#### PROBLEM TO WORK ON
Count the lines in the entries below that contain the string "roof", and reply with that number alone.

#### Rows from a pointing dataset
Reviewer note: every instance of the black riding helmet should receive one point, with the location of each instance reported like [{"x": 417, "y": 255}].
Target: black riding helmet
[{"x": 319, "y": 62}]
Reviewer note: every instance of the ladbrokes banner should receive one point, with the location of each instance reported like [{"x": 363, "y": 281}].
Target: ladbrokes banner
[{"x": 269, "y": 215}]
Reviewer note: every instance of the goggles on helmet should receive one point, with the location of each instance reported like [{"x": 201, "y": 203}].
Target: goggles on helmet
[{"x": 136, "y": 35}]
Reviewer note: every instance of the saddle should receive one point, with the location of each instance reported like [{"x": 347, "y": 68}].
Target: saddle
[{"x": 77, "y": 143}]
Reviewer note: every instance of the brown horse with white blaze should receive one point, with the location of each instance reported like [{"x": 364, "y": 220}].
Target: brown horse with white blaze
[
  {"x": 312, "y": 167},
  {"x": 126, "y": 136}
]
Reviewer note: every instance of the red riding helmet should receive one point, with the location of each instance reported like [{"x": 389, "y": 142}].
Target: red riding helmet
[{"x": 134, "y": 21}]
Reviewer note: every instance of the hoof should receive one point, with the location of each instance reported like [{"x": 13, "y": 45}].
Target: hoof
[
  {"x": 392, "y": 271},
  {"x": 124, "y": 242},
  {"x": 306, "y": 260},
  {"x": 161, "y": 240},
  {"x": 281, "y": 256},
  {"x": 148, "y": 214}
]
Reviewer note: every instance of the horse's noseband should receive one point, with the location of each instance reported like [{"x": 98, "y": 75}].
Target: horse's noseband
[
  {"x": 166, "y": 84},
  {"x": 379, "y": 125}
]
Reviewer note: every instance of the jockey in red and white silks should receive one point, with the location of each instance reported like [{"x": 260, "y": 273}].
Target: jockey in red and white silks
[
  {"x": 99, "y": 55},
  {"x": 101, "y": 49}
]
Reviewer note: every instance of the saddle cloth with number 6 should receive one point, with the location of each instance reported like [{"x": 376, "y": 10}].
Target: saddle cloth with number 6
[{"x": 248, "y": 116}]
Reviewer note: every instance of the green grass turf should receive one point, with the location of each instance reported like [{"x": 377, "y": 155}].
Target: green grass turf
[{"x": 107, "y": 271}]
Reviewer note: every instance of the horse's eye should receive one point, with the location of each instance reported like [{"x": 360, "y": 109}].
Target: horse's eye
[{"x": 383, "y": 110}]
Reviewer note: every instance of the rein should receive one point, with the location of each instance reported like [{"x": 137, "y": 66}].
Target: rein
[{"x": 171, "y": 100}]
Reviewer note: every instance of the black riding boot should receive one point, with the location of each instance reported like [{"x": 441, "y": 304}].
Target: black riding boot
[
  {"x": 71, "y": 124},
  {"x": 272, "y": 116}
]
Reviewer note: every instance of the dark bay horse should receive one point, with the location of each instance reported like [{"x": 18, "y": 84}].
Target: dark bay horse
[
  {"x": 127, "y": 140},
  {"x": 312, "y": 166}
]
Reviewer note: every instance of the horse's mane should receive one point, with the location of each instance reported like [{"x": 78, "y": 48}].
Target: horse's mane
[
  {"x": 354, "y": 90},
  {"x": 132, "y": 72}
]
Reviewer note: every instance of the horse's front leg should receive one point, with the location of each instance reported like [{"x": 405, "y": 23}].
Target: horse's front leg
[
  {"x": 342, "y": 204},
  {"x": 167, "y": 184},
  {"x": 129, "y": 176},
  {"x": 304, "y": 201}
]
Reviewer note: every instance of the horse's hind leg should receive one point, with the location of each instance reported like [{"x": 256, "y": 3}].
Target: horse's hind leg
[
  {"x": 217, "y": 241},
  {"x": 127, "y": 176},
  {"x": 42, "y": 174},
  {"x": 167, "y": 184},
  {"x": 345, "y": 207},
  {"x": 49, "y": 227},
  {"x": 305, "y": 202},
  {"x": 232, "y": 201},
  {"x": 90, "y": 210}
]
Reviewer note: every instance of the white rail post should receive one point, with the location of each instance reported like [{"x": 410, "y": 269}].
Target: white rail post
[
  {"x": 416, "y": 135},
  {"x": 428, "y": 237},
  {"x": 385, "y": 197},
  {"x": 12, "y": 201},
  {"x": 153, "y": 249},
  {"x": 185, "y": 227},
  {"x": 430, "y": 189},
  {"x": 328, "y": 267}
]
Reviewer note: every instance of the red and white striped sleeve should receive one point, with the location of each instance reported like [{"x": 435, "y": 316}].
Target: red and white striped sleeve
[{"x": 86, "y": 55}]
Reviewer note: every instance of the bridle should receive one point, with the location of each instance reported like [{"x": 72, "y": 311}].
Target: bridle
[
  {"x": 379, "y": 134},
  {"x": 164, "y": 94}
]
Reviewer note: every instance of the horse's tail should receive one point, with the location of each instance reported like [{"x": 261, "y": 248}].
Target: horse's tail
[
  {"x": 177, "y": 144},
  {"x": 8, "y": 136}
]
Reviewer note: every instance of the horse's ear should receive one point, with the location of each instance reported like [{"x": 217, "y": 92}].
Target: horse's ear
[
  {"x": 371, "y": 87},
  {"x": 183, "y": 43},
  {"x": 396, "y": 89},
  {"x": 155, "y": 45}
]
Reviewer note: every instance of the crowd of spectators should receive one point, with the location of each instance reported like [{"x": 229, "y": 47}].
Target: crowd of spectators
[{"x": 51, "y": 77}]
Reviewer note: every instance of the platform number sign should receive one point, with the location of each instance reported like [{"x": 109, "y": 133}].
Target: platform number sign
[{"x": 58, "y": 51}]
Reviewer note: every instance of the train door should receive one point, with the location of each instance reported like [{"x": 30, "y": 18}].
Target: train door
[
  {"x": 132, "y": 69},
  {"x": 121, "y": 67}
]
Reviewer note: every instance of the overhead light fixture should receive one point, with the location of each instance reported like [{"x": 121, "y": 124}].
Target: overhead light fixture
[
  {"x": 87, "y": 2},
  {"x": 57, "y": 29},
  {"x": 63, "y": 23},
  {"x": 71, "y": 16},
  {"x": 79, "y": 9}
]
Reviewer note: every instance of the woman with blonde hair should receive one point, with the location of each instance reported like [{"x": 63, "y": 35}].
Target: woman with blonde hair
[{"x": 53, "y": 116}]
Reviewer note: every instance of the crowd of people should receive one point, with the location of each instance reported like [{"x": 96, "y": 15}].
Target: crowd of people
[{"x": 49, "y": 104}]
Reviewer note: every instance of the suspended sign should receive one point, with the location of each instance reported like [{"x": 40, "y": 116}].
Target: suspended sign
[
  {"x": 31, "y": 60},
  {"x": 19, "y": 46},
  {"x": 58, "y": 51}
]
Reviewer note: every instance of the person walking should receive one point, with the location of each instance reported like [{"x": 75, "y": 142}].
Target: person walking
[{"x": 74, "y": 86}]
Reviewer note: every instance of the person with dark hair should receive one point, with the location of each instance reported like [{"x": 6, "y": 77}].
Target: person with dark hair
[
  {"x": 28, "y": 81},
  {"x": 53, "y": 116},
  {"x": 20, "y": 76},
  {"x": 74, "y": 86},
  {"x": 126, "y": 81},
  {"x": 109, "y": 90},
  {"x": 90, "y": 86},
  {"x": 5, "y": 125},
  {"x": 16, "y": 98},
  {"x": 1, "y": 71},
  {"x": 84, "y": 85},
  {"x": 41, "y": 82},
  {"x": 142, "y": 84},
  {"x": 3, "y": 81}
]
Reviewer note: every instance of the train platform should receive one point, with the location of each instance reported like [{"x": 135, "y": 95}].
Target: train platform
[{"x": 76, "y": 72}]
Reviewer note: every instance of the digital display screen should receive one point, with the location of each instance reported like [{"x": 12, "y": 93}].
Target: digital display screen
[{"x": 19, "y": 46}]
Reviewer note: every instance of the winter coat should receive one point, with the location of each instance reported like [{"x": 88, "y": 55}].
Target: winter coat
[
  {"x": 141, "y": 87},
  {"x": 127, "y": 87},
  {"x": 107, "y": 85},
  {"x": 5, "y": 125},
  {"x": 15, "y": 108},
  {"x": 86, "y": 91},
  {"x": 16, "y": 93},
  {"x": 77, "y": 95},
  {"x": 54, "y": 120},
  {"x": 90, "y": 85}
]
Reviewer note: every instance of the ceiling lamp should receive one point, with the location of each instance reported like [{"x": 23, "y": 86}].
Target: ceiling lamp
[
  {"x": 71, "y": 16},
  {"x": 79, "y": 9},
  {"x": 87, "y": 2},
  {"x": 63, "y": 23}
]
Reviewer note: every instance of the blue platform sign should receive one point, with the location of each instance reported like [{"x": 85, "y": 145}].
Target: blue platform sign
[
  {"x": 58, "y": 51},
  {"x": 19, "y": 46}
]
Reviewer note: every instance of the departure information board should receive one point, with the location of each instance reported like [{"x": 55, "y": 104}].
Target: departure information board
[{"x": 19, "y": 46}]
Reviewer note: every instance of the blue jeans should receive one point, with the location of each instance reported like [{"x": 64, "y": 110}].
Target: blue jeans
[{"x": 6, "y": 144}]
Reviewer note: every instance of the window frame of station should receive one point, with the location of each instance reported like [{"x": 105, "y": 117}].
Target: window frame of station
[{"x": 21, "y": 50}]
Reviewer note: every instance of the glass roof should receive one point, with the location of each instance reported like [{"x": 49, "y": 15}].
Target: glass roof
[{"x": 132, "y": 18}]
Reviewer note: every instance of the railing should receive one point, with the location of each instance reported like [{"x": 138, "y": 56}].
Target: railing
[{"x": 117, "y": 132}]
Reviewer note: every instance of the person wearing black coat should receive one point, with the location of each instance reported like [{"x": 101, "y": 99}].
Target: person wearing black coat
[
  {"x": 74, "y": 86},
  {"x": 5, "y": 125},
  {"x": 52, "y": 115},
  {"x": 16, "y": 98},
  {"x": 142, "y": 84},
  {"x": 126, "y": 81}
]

--

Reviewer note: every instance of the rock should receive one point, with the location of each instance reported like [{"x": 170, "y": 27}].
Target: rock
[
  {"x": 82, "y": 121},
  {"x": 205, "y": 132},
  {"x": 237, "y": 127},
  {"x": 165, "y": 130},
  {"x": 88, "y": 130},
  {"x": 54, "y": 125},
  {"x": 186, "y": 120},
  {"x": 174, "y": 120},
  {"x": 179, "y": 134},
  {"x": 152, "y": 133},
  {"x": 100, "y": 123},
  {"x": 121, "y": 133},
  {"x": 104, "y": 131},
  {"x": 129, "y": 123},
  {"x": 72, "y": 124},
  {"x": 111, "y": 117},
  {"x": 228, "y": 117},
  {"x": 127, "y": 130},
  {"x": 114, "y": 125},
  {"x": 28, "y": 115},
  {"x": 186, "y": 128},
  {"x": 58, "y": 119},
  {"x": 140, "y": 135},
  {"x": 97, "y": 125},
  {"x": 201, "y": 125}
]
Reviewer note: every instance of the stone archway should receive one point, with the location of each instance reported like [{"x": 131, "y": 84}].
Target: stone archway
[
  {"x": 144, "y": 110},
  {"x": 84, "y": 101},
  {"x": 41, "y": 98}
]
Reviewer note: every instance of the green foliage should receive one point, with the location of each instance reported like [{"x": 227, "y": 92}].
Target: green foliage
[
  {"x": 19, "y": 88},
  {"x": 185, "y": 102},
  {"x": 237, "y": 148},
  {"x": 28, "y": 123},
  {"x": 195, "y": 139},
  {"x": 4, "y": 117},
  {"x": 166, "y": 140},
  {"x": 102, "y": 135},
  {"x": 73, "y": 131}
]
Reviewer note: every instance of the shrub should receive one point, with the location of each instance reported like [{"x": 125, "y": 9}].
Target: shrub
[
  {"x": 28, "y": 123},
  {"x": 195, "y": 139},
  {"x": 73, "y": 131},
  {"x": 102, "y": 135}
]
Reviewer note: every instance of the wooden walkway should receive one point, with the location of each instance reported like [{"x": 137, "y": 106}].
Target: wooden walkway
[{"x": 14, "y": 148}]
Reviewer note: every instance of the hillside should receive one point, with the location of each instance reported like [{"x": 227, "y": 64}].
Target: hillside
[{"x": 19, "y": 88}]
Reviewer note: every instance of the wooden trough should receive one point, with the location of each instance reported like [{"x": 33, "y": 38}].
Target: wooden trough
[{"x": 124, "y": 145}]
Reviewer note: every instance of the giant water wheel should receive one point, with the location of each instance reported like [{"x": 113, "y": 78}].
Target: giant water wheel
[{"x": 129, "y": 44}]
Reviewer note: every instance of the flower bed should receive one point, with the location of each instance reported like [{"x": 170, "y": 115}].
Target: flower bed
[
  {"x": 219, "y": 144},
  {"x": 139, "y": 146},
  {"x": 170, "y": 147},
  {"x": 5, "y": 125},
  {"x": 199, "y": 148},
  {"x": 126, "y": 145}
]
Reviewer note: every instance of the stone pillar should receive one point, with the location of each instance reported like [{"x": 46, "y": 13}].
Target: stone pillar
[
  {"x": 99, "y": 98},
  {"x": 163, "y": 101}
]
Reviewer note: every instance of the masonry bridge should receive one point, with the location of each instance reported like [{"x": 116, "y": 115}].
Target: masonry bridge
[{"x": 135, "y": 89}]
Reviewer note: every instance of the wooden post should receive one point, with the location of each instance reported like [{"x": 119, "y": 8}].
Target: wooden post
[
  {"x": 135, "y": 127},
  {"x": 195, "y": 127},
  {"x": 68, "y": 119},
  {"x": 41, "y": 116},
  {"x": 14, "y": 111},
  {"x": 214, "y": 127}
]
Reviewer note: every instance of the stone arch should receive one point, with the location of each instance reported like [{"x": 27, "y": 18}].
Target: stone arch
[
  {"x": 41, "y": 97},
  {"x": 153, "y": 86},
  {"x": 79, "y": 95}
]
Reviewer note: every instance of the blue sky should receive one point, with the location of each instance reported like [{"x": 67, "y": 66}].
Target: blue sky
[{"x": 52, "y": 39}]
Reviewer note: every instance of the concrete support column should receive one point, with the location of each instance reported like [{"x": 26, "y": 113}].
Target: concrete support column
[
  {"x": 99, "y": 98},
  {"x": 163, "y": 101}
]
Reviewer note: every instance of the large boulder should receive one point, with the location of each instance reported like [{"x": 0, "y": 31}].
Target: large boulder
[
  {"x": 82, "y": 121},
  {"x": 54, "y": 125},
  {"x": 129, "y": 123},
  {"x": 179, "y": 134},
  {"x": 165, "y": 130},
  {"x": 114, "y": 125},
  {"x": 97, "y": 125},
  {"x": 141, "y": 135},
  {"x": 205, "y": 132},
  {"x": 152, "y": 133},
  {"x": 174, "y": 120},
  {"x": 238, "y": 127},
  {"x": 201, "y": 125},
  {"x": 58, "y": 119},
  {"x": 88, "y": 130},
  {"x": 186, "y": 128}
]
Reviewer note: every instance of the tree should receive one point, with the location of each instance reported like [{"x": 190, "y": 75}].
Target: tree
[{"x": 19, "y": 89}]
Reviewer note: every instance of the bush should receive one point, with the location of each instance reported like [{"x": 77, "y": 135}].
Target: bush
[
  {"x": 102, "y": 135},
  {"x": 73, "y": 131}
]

#### FULL OUTPUT
2